• WHAT TO WORK ON: The response must consist of the lines below from the one with "Target: shrub" through the one with "of the baseball", exactly as they appear and with both ends kept.

• PROVIDED MATERIAL:
.....
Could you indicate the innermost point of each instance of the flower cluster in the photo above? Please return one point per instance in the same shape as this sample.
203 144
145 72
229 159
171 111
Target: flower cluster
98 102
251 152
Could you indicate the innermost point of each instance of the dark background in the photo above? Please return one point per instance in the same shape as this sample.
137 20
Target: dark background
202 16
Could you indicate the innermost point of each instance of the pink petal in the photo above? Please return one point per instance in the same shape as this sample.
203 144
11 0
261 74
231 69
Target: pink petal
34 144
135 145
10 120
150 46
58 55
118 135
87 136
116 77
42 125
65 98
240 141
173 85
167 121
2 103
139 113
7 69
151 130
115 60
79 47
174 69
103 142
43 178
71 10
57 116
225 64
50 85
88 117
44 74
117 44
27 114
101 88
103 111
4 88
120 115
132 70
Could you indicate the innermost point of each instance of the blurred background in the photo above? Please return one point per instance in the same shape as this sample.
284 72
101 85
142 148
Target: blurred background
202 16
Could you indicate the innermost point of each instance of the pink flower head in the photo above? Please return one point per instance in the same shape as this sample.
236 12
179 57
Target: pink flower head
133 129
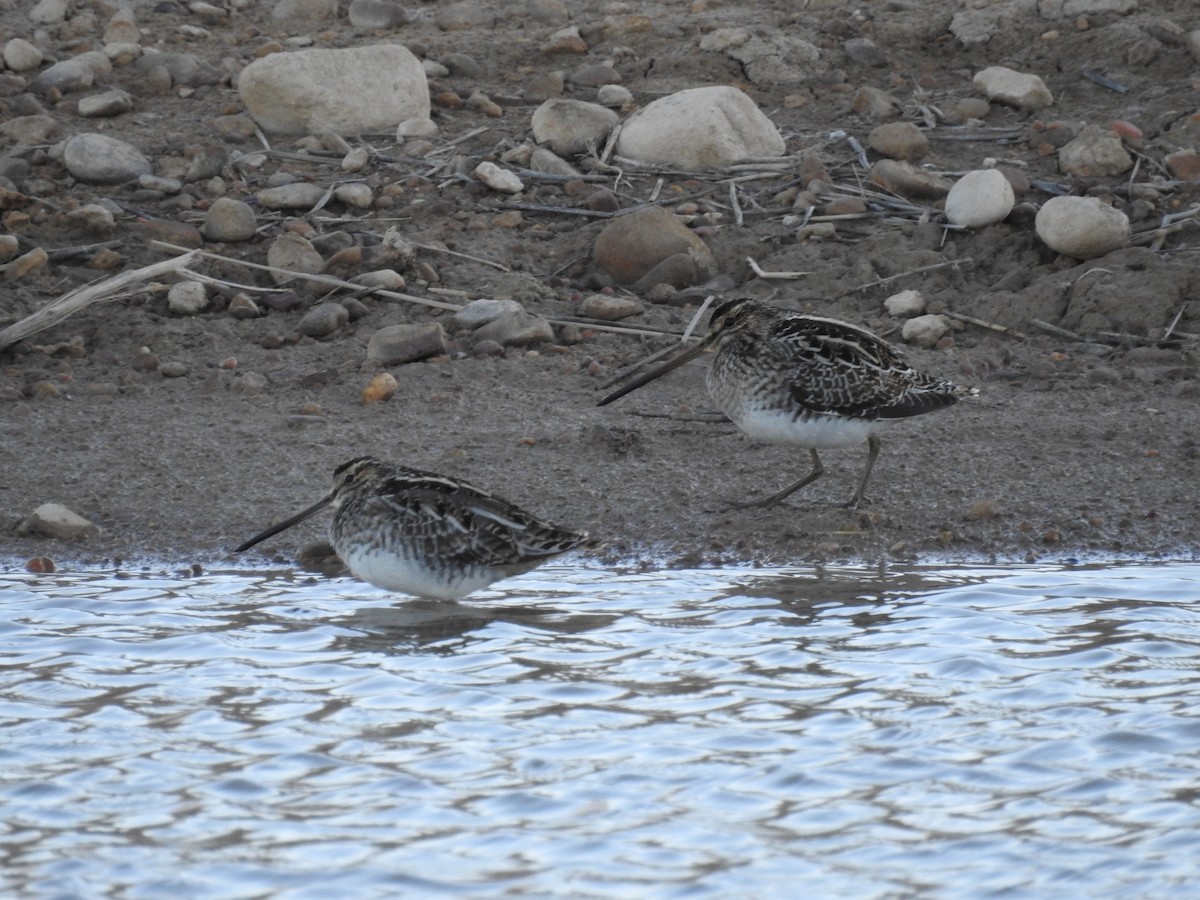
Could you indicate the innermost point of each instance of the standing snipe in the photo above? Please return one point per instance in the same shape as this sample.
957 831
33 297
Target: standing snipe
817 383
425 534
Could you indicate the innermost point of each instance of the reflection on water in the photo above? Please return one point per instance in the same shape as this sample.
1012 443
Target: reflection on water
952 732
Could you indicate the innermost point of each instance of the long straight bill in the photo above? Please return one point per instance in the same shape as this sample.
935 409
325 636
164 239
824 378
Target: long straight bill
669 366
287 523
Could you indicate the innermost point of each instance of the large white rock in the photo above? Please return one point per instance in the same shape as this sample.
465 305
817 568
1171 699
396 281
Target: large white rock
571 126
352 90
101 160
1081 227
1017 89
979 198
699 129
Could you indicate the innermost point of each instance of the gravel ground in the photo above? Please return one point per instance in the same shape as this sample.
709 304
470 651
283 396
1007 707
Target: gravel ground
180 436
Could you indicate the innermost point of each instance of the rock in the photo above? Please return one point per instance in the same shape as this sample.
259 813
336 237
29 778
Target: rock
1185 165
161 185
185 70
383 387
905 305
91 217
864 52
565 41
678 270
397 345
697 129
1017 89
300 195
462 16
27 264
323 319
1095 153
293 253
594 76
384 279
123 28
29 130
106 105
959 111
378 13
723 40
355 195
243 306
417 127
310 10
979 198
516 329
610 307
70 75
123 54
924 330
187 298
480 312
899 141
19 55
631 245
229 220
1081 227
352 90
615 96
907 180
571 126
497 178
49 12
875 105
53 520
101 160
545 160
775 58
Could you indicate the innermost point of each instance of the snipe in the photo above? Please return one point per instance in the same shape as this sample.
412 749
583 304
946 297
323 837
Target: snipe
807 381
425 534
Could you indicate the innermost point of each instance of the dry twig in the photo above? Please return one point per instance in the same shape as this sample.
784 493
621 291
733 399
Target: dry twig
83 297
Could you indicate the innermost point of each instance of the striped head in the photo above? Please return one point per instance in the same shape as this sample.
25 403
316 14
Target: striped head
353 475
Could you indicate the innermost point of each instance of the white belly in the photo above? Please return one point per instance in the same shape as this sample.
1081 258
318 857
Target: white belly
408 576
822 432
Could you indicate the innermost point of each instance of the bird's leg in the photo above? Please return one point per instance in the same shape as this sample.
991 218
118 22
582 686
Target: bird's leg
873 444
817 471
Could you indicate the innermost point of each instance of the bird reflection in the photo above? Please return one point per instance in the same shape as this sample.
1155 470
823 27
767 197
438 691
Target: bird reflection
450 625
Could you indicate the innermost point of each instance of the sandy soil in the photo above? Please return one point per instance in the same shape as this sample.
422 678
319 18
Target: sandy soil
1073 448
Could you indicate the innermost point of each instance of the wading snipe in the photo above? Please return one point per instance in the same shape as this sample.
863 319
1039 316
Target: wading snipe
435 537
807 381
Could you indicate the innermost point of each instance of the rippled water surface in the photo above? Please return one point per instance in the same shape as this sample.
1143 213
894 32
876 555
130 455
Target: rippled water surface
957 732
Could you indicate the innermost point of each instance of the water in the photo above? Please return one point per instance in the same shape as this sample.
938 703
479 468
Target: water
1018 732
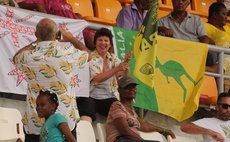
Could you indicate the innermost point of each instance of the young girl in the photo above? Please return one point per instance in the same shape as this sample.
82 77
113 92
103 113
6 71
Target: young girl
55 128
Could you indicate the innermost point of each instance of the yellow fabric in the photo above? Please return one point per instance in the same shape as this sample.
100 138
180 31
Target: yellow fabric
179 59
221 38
.....
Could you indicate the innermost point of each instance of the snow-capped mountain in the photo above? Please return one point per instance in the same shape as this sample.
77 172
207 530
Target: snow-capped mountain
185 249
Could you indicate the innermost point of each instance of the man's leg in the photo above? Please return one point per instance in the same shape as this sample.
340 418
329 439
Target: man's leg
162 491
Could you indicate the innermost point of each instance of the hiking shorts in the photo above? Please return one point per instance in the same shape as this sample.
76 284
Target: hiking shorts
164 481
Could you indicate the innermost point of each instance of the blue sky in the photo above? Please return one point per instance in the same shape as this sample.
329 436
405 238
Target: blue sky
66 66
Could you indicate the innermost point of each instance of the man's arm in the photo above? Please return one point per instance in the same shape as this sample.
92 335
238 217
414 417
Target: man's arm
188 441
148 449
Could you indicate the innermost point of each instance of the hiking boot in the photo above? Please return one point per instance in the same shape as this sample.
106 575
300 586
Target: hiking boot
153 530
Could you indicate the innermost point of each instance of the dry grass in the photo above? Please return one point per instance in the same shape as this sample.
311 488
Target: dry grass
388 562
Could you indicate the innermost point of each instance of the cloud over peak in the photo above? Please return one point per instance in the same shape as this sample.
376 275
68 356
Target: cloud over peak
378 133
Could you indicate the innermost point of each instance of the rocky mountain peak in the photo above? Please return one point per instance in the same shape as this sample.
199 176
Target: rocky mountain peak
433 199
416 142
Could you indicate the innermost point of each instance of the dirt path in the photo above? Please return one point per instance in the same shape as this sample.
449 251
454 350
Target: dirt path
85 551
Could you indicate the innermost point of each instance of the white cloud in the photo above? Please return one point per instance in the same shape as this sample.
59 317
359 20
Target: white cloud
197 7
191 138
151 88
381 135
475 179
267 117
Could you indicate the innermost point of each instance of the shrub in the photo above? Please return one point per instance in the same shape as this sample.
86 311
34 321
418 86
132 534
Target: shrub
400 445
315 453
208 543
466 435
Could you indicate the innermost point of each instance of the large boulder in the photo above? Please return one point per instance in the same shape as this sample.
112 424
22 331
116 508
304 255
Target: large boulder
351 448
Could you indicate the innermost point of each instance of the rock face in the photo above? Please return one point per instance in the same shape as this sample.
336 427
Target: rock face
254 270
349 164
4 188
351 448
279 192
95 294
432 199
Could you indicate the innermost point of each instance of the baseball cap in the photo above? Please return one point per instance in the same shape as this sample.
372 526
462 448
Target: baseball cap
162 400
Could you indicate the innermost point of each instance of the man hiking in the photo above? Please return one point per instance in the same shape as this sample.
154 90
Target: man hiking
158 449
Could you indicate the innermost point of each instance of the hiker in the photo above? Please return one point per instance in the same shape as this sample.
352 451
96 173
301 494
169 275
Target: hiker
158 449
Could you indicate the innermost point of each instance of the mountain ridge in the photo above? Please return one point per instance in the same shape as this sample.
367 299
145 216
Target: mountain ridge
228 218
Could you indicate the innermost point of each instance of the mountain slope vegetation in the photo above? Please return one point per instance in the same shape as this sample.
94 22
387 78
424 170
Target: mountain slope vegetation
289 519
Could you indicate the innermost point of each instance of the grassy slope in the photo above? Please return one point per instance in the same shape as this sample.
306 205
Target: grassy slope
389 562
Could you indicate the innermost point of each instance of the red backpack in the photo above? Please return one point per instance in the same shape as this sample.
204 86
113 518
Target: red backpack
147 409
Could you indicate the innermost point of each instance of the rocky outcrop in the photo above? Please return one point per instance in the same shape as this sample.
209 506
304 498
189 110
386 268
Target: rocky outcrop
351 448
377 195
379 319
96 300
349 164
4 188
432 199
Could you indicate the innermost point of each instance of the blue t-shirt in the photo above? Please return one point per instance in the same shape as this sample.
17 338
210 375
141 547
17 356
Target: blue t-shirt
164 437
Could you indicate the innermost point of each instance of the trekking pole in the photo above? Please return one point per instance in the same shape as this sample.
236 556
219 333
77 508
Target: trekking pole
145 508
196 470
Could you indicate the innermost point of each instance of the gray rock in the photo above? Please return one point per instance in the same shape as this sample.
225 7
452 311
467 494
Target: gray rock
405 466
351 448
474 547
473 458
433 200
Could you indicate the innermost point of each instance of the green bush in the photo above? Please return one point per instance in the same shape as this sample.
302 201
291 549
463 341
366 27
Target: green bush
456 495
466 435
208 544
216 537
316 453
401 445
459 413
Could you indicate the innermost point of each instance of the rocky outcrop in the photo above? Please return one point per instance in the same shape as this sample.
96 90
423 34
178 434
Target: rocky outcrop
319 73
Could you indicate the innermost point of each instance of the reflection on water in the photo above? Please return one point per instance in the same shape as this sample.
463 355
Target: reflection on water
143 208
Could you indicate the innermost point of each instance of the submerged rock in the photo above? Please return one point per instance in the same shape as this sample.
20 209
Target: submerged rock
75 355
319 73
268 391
.....
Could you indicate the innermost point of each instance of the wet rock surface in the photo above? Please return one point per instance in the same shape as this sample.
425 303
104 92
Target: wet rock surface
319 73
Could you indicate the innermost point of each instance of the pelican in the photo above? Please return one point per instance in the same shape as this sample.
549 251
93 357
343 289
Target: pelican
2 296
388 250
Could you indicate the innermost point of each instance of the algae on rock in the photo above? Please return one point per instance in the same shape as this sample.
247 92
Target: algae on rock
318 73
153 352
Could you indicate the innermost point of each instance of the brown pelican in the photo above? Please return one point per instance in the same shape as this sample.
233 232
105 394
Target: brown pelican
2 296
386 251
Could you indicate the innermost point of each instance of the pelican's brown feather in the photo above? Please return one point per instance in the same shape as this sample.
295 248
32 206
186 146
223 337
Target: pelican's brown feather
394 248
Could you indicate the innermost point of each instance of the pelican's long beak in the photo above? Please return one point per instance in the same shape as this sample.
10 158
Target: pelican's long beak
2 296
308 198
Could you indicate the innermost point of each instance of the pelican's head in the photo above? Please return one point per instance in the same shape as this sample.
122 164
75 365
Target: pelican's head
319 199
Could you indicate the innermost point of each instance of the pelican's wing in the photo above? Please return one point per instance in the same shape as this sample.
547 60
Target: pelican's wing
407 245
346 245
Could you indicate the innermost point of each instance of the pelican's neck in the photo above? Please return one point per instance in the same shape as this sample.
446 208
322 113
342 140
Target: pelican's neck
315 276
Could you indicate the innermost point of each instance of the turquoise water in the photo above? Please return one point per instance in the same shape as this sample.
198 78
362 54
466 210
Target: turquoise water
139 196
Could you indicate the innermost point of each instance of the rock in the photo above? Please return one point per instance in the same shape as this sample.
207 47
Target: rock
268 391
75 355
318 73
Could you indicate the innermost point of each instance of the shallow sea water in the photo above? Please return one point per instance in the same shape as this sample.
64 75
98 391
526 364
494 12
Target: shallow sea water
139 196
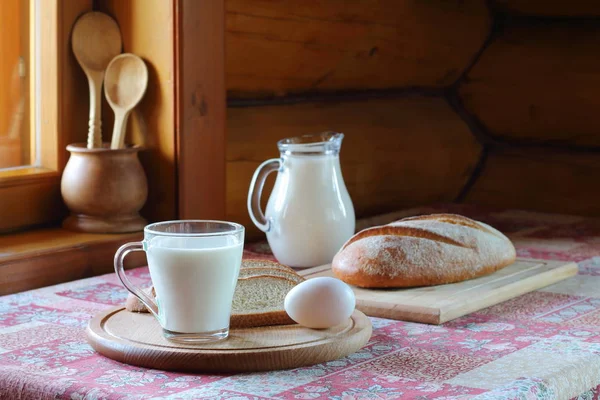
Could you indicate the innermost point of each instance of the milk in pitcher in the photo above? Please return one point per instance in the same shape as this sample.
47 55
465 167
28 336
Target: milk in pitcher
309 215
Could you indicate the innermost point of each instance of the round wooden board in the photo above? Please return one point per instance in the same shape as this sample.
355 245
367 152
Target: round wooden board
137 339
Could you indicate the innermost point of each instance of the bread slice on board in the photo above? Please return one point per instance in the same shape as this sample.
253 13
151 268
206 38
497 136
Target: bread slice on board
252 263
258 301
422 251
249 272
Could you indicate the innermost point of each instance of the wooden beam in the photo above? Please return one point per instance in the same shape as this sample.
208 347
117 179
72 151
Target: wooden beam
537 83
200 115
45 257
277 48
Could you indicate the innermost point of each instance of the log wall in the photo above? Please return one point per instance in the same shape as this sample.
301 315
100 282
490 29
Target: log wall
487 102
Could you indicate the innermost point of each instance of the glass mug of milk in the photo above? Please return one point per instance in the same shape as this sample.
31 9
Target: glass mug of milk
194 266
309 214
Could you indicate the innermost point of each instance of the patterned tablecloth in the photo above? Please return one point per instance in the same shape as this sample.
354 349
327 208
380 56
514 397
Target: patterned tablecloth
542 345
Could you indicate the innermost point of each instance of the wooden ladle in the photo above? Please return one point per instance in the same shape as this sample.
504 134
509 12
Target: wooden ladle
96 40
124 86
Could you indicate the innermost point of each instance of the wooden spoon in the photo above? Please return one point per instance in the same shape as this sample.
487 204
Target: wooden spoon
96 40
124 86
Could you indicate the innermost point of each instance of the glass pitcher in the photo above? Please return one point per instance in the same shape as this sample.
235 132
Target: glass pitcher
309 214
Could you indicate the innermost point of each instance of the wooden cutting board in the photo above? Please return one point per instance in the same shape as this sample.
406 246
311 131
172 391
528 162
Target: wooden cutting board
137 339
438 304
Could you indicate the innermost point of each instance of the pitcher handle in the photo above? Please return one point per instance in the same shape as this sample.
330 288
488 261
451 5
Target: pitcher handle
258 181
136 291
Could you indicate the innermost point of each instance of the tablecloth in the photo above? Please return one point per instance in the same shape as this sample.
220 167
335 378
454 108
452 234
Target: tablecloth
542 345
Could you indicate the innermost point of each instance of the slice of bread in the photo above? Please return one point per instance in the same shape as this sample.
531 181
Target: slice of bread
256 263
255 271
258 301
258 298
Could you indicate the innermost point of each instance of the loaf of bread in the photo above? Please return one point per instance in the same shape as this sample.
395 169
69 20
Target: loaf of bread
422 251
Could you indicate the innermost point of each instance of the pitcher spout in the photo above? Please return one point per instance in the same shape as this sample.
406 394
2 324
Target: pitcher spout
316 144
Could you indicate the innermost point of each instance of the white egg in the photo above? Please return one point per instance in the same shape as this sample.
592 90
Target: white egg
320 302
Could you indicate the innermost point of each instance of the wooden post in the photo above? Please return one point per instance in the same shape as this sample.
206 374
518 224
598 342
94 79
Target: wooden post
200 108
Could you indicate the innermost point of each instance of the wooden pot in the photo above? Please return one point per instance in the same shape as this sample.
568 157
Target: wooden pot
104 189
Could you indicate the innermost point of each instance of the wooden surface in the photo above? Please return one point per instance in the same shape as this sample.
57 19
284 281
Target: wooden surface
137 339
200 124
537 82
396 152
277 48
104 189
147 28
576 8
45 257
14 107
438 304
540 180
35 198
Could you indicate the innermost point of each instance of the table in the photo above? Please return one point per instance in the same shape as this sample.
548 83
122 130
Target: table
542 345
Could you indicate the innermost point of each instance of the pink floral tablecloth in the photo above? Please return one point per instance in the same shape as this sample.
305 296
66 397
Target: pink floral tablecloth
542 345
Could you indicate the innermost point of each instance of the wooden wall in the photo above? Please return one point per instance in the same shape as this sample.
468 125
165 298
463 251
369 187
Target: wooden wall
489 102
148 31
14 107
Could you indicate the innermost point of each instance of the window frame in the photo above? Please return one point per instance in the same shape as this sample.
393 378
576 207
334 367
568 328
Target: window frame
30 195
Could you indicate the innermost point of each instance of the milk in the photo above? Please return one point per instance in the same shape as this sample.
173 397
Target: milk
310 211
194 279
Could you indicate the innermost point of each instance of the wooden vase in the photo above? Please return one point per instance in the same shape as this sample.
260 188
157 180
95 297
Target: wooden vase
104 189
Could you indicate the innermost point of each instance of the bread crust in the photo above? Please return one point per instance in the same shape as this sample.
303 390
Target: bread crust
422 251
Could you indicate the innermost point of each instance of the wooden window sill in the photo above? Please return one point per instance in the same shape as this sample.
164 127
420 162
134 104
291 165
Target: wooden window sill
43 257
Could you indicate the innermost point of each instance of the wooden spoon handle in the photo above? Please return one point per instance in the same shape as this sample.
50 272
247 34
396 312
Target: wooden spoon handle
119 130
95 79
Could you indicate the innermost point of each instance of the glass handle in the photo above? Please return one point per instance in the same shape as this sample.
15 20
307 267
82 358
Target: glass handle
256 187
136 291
.....
• SOLUTION TO THE EXERCISE:
Target: shrub
400 445
315 453
208 543
466 435
Could you indicate the innermost point of each instance of the large boulder in the photo above? Please return one point per instance in the same shape as this sample.
112 424
22 331
116 508
304 255
Target: large boulder
351 448
Could you indicate the innermost point of each instance of the rock face in the photo above? Please return one point per instance in the same shape as this sample.
336 427
Target: rock face
254 270
349 164
4 188
351 448
279 192
95 294
432 199
Could you indicate the innermost point of each instance of the baseball cap in the photo above? Please return one point per instance in the same shape as this sample.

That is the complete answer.